"""

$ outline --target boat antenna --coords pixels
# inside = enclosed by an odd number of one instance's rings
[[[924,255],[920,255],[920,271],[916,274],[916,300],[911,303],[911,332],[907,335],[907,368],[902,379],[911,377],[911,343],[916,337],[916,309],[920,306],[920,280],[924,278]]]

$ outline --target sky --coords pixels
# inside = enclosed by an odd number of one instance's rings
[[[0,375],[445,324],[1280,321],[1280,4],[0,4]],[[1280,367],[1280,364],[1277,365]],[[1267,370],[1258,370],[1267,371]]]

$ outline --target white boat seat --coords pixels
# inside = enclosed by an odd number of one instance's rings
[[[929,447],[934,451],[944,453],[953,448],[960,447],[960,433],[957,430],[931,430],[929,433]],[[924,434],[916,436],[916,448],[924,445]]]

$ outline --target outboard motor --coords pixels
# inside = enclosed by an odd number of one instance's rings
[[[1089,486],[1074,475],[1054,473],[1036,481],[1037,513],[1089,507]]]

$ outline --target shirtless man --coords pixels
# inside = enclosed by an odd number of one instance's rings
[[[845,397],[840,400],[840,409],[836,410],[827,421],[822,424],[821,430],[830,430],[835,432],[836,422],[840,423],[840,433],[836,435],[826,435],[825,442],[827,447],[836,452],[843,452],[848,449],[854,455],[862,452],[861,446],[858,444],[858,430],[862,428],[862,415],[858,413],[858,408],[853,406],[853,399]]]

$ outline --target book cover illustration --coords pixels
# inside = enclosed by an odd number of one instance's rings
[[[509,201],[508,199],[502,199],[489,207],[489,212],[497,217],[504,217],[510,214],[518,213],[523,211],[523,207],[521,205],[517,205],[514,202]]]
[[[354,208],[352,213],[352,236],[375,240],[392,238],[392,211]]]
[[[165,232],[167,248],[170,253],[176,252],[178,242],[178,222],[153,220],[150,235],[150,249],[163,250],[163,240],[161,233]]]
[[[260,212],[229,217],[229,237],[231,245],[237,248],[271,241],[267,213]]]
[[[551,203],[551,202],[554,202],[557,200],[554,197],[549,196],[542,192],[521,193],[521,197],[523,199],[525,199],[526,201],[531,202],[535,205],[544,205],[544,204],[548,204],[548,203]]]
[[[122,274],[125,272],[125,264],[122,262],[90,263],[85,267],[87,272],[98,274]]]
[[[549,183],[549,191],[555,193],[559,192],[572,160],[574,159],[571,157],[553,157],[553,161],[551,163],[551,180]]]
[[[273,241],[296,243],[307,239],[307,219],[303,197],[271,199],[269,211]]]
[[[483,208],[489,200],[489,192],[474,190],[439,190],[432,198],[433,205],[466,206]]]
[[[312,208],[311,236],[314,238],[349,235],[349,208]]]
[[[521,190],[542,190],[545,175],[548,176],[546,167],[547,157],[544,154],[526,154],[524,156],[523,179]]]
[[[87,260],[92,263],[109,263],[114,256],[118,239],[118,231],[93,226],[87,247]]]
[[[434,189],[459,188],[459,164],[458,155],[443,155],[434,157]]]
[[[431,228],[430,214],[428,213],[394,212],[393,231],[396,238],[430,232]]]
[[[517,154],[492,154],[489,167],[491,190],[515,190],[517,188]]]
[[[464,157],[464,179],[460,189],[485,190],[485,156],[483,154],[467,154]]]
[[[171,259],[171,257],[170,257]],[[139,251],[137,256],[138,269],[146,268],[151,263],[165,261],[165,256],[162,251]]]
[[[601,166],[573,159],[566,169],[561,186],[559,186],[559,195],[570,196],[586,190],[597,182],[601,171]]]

"""

§ **Requirement**:
If a line in the records above contains "target", copy that line.

§ **Solution to this exercise**:
$ outline --target boat antenna --coords pixels
$ outline --target sky --coords pixels
$ outline --target white boat seat --coords pixels
$ outline --target outboard motor --coords pixels
$ outline --target shirtless man --coords pixels
$ outline --target book cover illustration --coords pixels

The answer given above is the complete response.